- **ЗАДАНИЯ**
(A) Перепечатайте дословно отрывок из текста о переводческой работе Тувима: от слов «Сам Тувим называет» до слов «духовной жизни человека.».
(B) Ответьте на вопросы по тексту о переводческой работе Тувима:
(i) В каком году и в каком издании была напечатана статья «Четверостишие на верстаке»?
(ii) Работу над переводом какого четверостишия зафиксировал в статье Тувим?
(iii) Как Тувим сам называет свою статью?

- **ФРАГМЕНТ ДОКУМЕНТА**
О творческом художественном переводе по Юлиану Тувиму

«В 1934 году в «Wiadomosti Literackie» (№ 7) была напечатана интереснейшая статья выдающегося поэта и замечательного переводчика Юлиана Тувима «Четверостишие на верстаке» («Czterowiersz па warsztacie»). Её ценность заключается не только в том, что она принадлежит перу художника, который, по справедливому утверждению М. Живова, представляет собой в качестве переводчика «исключительное явление не только в польской, но и в мировой поэзии...

Весь опыт, накопленный в работе над поэтическим словом, он вкладывал в свои переводы. Тувим достиг такого совершенства в переводческом мастерстве, которое может служить образцом».

Дело здесь и в другом: перед нами уникальный документ психологии творческого процесса, зафиксированная автором во временной последовательности вся картина его работы над переводом первого четверостишия пролога к поэме Пушкина «Руслан и Людмила».

Сам Тувим называет свою статью попыткой «стенографически зафиксировать процесс перевода» четверостишия. Эту попытку в её своеобразии можно назвать уникальной среди существующих наблюдений писателей над ходом собственного творческого процесса. Мы словно чудом присутствуем при этом процессе, проникаем в лабораторию художественного мышления, которая до сих пор является одной из сокровенных тайн духовной жизни человека.

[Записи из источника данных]
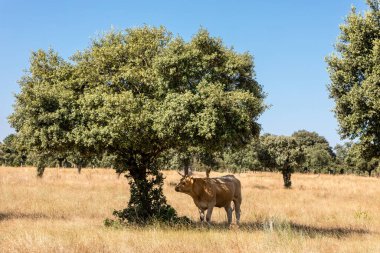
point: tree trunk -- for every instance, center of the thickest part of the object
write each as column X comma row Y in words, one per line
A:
column 147, row 202
column 286, row 174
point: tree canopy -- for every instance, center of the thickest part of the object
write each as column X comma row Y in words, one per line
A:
column 355, row 79
column 283, row 153
column 135, row 94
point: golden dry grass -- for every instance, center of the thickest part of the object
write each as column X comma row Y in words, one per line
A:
column 64, row 212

- **ОТВЕТЫ К ЗАДАНИЯМ**
(A)
Сам Тувим называет свою статью попыткой «стенографически зафиксировать процесс перевода» четверостишия. Эту попытку в её своеобразии можно назвать уникальной среди существующих наблюдений писателей над ходом собственного творческого процесса. Мы словно чудом присутствуем при этом процессе, проникаем в лабораторию художественного мышления, которая до сих пор является одной из сокровенных тайн духовной жизни человека.

(B)
(i) В 1934 году, в «Wiadomosti Literackie» (№ 7).
(ii) Первого четверостишия пролога к поэме Пушкина «Руслан и Людмила».
(iii) Попыткой «стенографически зафиксировать процесс перевода» четверостишия.